### [GOAL OF THE EXERCISE]
Reproduce the listing below line for line, without any changes, and leave out the pictures.

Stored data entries
.....

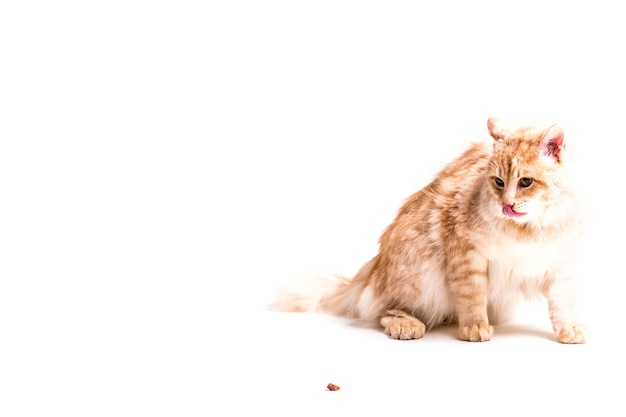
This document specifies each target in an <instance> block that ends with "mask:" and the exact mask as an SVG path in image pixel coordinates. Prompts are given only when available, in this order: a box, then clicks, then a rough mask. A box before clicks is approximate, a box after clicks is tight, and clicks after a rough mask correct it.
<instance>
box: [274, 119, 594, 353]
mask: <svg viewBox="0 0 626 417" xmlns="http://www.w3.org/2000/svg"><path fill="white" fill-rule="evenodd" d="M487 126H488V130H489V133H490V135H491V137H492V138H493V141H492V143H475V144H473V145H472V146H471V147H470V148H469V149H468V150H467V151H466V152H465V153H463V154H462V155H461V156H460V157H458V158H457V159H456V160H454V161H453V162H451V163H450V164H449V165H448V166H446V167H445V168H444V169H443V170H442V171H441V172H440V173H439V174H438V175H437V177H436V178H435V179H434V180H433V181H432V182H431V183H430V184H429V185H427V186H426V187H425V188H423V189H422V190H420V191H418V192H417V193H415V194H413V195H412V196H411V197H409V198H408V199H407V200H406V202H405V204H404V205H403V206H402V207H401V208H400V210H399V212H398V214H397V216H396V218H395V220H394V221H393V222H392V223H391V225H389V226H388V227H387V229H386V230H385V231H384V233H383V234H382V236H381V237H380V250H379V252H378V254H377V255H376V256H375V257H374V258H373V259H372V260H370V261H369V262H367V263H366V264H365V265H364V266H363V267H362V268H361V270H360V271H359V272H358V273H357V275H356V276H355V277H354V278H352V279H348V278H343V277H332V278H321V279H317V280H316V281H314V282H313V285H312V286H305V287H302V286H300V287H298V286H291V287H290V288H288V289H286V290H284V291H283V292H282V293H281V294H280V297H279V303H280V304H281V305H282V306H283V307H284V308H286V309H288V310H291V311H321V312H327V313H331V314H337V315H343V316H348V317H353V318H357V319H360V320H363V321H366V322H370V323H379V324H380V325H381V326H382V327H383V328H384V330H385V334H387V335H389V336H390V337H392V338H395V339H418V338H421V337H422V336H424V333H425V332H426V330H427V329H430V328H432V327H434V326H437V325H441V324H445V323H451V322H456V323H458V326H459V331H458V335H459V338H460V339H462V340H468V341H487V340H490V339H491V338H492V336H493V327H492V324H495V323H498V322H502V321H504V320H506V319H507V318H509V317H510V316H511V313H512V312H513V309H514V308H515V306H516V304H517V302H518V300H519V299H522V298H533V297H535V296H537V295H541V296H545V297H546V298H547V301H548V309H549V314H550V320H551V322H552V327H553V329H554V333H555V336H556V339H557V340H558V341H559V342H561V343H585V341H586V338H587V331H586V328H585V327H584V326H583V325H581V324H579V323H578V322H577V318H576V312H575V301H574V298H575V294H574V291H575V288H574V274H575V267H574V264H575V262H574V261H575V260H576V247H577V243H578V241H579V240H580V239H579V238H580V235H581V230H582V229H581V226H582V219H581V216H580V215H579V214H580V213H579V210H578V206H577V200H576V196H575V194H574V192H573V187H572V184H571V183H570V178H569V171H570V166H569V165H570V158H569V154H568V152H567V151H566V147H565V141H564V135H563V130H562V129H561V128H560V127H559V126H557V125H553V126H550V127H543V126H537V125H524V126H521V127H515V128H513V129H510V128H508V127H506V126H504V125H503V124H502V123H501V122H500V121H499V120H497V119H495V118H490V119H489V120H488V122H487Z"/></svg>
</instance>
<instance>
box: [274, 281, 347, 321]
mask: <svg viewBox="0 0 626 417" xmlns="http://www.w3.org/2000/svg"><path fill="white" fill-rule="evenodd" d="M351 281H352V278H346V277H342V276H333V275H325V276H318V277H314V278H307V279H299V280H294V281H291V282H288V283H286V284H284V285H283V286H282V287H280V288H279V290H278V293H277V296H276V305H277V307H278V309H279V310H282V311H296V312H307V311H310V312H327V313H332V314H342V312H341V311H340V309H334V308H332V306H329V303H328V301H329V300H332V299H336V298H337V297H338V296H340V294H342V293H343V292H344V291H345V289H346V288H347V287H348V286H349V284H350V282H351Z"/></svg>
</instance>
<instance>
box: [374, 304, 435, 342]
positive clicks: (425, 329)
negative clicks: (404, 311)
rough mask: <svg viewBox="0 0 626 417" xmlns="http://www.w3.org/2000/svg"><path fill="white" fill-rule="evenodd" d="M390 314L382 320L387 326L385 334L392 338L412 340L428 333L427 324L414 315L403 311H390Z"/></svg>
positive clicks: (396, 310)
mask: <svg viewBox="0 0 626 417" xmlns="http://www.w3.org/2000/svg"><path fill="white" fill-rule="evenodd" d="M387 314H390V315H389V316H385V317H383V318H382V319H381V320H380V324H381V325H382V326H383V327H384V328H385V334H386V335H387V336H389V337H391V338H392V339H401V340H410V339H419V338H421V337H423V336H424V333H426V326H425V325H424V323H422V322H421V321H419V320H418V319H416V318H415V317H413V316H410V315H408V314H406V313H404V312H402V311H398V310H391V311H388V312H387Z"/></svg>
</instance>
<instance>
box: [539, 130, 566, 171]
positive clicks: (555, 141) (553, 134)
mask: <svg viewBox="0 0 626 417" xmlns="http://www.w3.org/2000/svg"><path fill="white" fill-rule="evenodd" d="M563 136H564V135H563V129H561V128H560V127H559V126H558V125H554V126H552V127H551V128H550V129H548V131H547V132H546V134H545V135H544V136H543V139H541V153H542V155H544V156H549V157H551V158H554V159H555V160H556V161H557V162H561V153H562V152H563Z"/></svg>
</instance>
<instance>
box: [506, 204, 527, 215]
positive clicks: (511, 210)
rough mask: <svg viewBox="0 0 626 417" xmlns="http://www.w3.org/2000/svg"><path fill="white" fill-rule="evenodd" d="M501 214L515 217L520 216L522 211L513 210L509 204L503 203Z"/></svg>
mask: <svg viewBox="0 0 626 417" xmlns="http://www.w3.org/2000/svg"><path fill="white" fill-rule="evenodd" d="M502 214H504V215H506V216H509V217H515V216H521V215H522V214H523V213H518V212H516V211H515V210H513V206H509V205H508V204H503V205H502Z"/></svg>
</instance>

.....

### [RESPONSE BELOW]
This document specifies each target in an <instance> block that ends with "mask:" and the exact mask as an SVG path in image pixel coordinates. Prompts are given only when available, in this order: a box, then clicks, then a rough mask. A box before clicks is approximate, a box after clicks is tight, and clicks after a rough mask correct it.
<instance>
box: [274, 119, 594, 353]
mask: <svg viewBox="0 0 626 417" xmlns="http://www.w3.org/2000/svg"><path fill="white" fill-rule="evenodd" d="M487 126H488V130H489V133H490V135H491V137H492V138H493V141H492V143H475V144H473V145H472V146H471V147H470V148H469V149H468V150H467V151H466V152H465V153H463V154H462V155H461V156H460V157H458V158H457V159H456V160H454V161H453V162H451V163H450V164H449V165H448V166H446V167H445V168H444V169H443V170H442V171H441V172H440V173H439V174H438V175H437V177H436V178H435V179H434V180H433V181H432V182H431V183H430V184H429V185H427V186H426V187H425V188H423V189H422V190H420V191H418V192H417V193H415V194H413V195H412V196H411V197H409V198H408V199H407V200H406V202H405V204H404V205H403V206H402V207H401V208H400V210H399V212H398V214H397V216H396V218H395V220H394V221H393V222H392V223H391V225H389V226H388V227H387V229H386V230H385V231H384V233H383V234H382V236H381V237H380V250H379V252H378V254H377V255H376V256H375V257H374V258H373V259H372V260H370V261H369V262H367V263H366V264H365V265H364V266H363V267H362V268H361V270H360V271H359V272H358V273H357V275H356V276H355V277H354V278H352V279H348V278H343V277H332V278H321V279H317V280H316V281H314V282H313V285H312V286H305V287H302V286H300V287H298V286H291V287H290V288H288V289H286V290H284V291H283V292H282V293H281V294H280V297H279V303H280V304H281V305H282V306H283V307H284V308H286V309H288V310H291V311H321V312H327V313H331V314H337V315H343V316H348V317H353V318H357V319H360V320H363V321H366V322H370V323H379V324H380V325H381V326H382V327H383V328H384V330H385V334H387V335H389V336H390V337H392V338H395V339H418V338H421V337H422V336H424V333H425V332H426V330H427V329H430V328H432V327H434V326H437V325H441V324H445V323H451V322H456V323H458V326H459V331H458V335H459V338H460V339H462V340H468V341H487V340H490V339H491V338H492V336H493V327H492V324H495V323H498V322H502V321H504V320H506V319H507V318H509V317H510V316H511V313H512V312H513V309H514V308H515V306H516V304H517V302H518V300H519V299H522V298H533V297H535V296H537V295H541V296H545V297H546V298H547V301H548V309H549V314H550V320H551V322H552V327H553V329H554V333H555V336H556V339H557V340H558V341H559V342H561V343H585V341H586V338H587V331H586V328H585V327H584V326H583V325H581V324H579V323H578V322H577V318H576V312H575V301H574V298H575V294H574V291H575V288H574V274H575V267H574V264H575V262H574V261H575V260H576V247H577V243H578V241H579V240H580V239H579V238H580V235H581V230H582V229H581V226H582V219H581V216H580V215H579V214H580V213H579V210H578V206H577V200H576V196H575V194H574V192H573V187H572V184H571V183H570V178H569V171H570V166H569V165H570V158H569V154H568V152H567V151H566V147H565V141H564V135H563V130H562V129H561V128H560V127H559V126H557V125H553V126H550V127H543V126H537V125H524V126H521V127H515V128H513V129H510V128H508V127H506V126H504V125H503V124H502V123H501V122H500V121H499V120H497V119H495V118H490V119H489V120H488V122H487Z"/></svg>
</instance>
<instance>
box: [274, 281, 347, 321]
mask: <svg viewBox="0 0 626 417" xmlns="http://www.w3.org/2000/svg"><path fill="white" fill-rule="evenodd" d="M351 281H352V278H346V277H342V276H333V275H325V276H318V277H314V278H307V279H299V280H294V281H291V282H288V283H286V284H284V285H283V286H282V287H280V288H279V290H278V293H277V296H276V305H277V307H278V309H279V310H282V311H296V312H307V311H310V312H327V313H332V314H342V312H341V311H340V309H334V308H332V306H329V303H328V301H329V300H332V299H336V298H337V297H338V296H340V294H342V293H343V292H344V291H345V289H346V288H347V287H348V286H349V284H350V282H351Z"/></svg>
</instance>
<instance>
box: [374, 304, 435, 342]
positive clicks: (425, 329)
negative clicks: (404, 311)
rough mask: <svg viewBox="0 0 626 417" xmlns="http://www.w3.org/2000/svg"><path fill="white" fill-rule="evenodd" d="M390 314L382 320L387 326L385 334L392 338L412 340L428 333L427 324L414 315L403 311H390Z"/></svg>
positive clicks: (396, 310)
mask: <svg viewBox="0 0 626 417" xmlns="http://www.w3.org/2000/svg"><path fill="white" fill-rule="evenodd" d="M387 314H390V315H389V316H385V317H383V318H382V319H381V320H380V324H381V325H382V326H383V327H384V328H385V334H386V335H387V336H389V337H391V338H392V339H401V340H410V339H419V338H421V337H423V336H424V333H426V326H425V325H424V323H422V322H421V321H419V320H418V319H416V318H415V317H413V316H410V315H408V314H406V313H404V312H402V311H398V310H391V311H388V312H387Z"/></svg>
</instance>
<instance>
box: [539, 130, 566, 171]
positive clicks: (555, 141) (553, 134)
mask: <svg viewBox="0 0 626 417" xmlns="http://www.w3.org/2000/svg"><path fill="white" fill-rule="evenodd" d="M563 136H564V135H563V129H561V128H560V127H559V126H558V125H554V126H552V127H551V128H550V129H548V131H547V132H546V134H545V135H544V136H543V139H541V153H542V155H544V156H549V157H551V158H554V159H555V160H556V161H557V162H561V153H562V152H563Z"/></svg>
</instance>
<instance>
box: [506, 204, 527, 215]
positive clicks: (511, 210)
rough mask: <svg viewBox="0 0 626 417" xmlns="http://www.w3.org/2000/svg"><path fill="white" fill-rule="evenodd" d="M501 214L515 217L520 216L522 211L513 210L509 204L503 203Z"/></svg>
mask: <svg viewBox="0 0 626 417" xmlns="http://www.w3.org/2000/svg"><path fill="white" fill-rule="evenodd" d="M502 214H504V215H506V216H509V217H515V216H521V215H522V214H523V213H518V212H516V211H515V210H513V206H509V205H508V204H503V205H502Z"/></svg>
</instance>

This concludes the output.